#### 本文:
* * *

佐藤・山田症候群

佐藤・山田症候群(サトー・ヤマダ・シンドローム/Sato-Yamada Syndrome あるいは佐藤・山田病/Satos’ and Yamadas’ Disease)とは、2000年代の日本で発見された疾患である。発見者2名の名前から名付けられた。専門家間では「さとやま病」とも呼ばれる。

■症状

国、自治体、自治体の首長、不動産開発業者への著しい攻撃性を最大の特徴とし、自宅周辺にある民有地の山林の税金による公有地化を求めて署名活動、チラシ配布等をはじめる。ウェブサイト開設やアースデイ等エコイベントへの積極的なブース出展も多く見られる特徴である。

悪性の場合、自治体を相手取った訴訟を始めることもあるが、この際に「自然の権利訴訟」を謳ってタヌキ等、原告適格の無い野生動物を原告に加えるという奇妙な行動も見られる(「生田の森自然の権利訴訟」など)。これは本疾患の発症に伴う法律分野での認知能力の減退(後述)と関係があるのではないかと考えられている。

■特徴

好発年齢は40代から60代だが、早ければ10代後半で発症する場合も。数十人から100人程度で集団発生する。これまでに発生が確認された地域として、川崎市、つくば市、稲城市、名古屋市などがある。

東京や名古屋など100万人単位の巨大都市圏の郊外地域に特に集中して見られる点が研究者の注目を集めているが、何故このような地域に本疾患がまとまって現れるのかは、現時点では不明である。

* * *

#### 項目一覧:

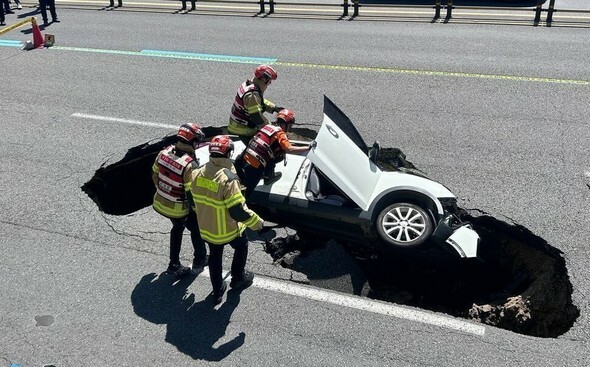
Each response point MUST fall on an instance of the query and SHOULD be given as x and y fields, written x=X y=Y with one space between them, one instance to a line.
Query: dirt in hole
x=520 y=284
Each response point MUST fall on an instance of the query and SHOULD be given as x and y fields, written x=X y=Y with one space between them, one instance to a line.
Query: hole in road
x=521 y=284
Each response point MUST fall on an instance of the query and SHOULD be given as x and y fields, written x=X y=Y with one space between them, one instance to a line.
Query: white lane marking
x=320 y=295
x=360 y=303
x=125 y=121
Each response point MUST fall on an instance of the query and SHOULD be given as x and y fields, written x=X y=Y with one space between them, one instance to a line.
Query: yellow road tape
x=15 y=25
x=435 y=73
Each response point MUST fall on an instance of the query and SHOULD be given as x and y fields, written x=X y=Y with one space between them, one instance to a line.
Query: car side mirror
x=374 y=152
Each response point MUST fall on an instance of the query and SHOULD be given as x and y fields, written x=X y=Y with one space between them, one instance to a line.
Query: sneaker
x=245 y=282
x=218 y=296
x=200 y=264
x=276 y=176
x=177 y=269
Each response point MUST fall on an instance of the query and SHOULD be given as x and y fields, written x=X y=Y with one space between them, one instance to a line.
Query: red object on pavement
x=37 y=35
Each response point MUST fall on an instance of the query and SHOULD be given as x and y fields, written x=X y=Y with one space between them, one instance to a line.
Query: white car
x=337 y=190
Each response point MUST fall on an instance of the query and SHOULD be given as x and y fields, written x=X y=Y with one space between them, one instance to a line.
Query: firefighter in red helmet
x=223 y=215
x=171 y=174
x=249 y=106
x=264 y=150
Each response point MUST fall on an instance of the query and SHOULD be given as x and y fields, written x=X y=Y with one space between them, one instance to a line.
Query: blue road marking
x=209 y=57
x=11 y=43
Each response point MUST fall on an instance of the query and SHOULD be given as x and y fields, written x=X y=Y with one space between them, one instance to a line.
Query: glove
x=265 y=228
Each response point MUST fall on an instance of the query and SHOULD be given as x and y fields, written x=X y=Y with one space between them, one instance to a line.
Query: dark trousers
x=178 y=224
x=240 y=246
x=43 y=5
x=6 y=6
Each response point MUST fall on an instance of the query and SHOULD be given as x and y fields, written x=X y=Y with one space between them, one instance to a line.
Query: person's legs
x=240 y=246
x=215 y=267
x=176 y=239
x=200 y=252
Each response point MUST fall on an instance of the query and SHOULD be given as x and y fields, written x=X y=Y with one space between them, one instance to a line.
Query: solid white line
x=320 y=295
x=125 y=121
x=363 y=304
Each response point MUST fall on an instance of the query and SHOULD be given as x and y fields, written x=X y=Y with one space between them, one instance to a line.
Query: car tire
x=404 y=225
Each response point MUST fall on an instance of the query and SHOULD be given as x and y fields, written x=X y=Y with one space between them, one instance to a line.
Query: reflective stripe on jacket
x=215 y=188
x=247 y=113
x=172 y=174
x=264 y=147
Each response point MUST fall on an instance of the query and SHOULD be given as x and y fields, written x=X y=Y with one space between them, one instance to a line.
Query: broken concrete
x=520 y=283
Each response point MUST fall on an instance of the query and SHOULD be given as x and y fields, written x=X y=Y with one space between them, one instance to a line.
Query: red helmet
x=265 y=70
x=190 y=132
x=222 y=145
x=286 y=115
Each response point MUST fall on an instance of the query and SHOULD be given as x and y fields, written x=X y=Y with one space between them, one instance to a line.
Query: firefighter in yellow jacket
x=171 y=173
x=247 y=113
x=223 y=216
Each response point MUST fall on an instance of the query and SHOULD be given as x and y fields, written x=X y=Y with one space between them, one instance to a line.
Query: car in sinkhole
x=337 y=190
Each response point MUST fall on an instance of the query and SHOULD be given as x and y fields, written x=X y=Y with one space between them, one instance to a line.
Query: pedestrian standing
x=171 y=173
x=223 y=215
x=265 y=150
x=43 y=4
x=247 y=113
x=7 y=9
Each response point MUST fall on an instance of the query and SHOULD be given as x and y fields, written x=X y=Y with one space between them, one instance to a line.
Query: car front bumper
x=461 y=237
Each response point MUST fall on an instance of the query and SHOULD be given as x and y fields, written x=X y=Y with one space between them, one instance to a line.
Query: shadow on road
x=193 y=328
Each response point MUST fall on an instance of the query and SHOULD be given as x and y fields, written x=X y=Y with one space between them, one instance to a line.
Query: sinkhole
x=520 y=283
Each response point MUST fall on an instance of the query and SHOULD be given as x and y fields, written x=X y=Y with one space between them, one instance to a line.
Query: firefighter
x=223 y=215
x=265 y=150
x=171 y=174
x=247 y=113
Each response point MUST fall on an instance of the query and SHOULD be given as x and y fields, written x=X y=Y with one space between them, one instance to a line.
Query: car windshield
x=344 y=123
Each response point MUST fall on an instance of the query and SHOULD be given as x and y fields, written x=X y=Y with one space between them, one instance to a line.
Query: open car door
x=341 y=154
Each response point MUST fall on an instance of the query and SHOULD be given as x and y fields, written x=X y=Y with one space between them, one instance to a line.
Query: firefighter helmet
x=221 y=145
x=190 y=132
x=287 y=116
x=265 y=70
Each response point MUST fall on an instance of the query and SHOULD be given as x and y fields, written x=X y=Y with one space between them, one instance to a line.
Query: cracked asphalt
x=511 y=148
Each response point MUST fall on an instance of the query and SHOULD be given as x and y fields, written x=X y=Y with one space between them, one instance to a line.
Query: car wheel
x=404 y=225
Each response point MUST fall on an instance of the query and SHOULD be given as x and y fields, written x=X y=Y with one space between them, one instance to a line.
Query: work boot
x=274 y=178
x=218 y=296
x=200 y=263
x=177 y=269
x=246 y=280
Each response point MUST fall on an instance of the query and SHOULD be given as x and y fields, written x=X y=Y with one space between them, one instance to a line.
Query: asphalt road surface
x=498 y=113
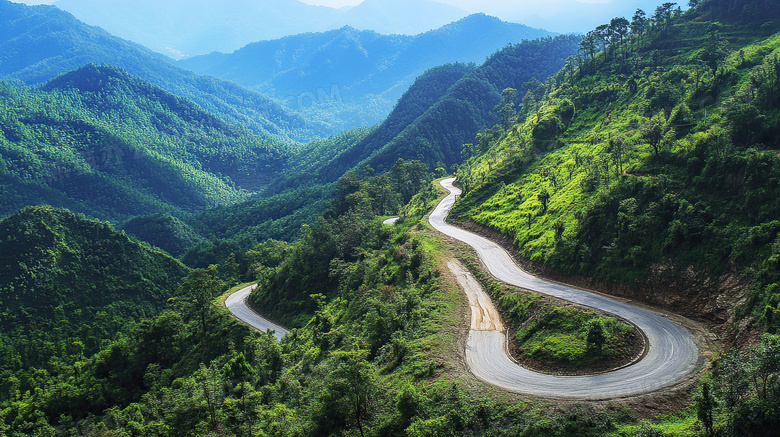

* * *

#### 課題:
[A] 佐藤・山田症候群の本文のうち、「佐藤・山田症候群(サトー・ヤマダ・シンドローム/Sato-Yamada Syndrome あるいは佐藤・山田病/Satos’」から「稲城市、名古屋市などがある。」までの部分を一字も変えずに返せ。
[B] 佐藤・山田症候群の本文について、次の問いに答えよ。
(i) 専門家の間では何と呼ばれるか。
(ii) 名前は何から付けられたか。
(iii) 好発年齢は何歳代か。
これらの項目は本文の内容とは関係がない。

#### 解答:
[A]
佐藤・山田症候群(サトー・ヤマダ・シンドローム/Sato-Yamada Syndrome あるいは佐藤・山田病/Satos’ and Yamadas’ Disease)とは、2000年代の日本で発見された疾患である。発見者2名の名前から名付けられた。専門家間では「さとやま病」とも呼ばれる。

■症状

国、自治体、自治体の首長、不動産開発業者への著しい攻撃性を最大の特徴とし、自宅周辺にある民有地の山林の税金による公有地化を求めて署名活動、チラシ配布等をはじめる。ウェブサイト開設やアースデイ等エコイベントへの積極的なブース出展も多く見られる特徴である。

悪性の場合、自治体を相手取った訴訟を始めることもあるが、この際に「自然の権利訴訟」を謳ってタヌキ等、原告適格の無い野生動物を原告に加えるという奇妙な行動も見られる(「生田の森自然の権利訴訟」など)。これは本疾患の発症に伴う法律分野での認知能力の減退(後述)と関係があるのではないかと考えられている。

■特徴

好発年齢は40代から60代だが、早ければ10代後半で発症する場合も。数十人から100人程度で集団発生する。これまでに発生が確認された地域として、川崎市、つくば市、稲城市、名古屋市などがある。

[B]
(i) 「さとやま病」
(ii) 発見者2名の名前
(iii) 40代から60代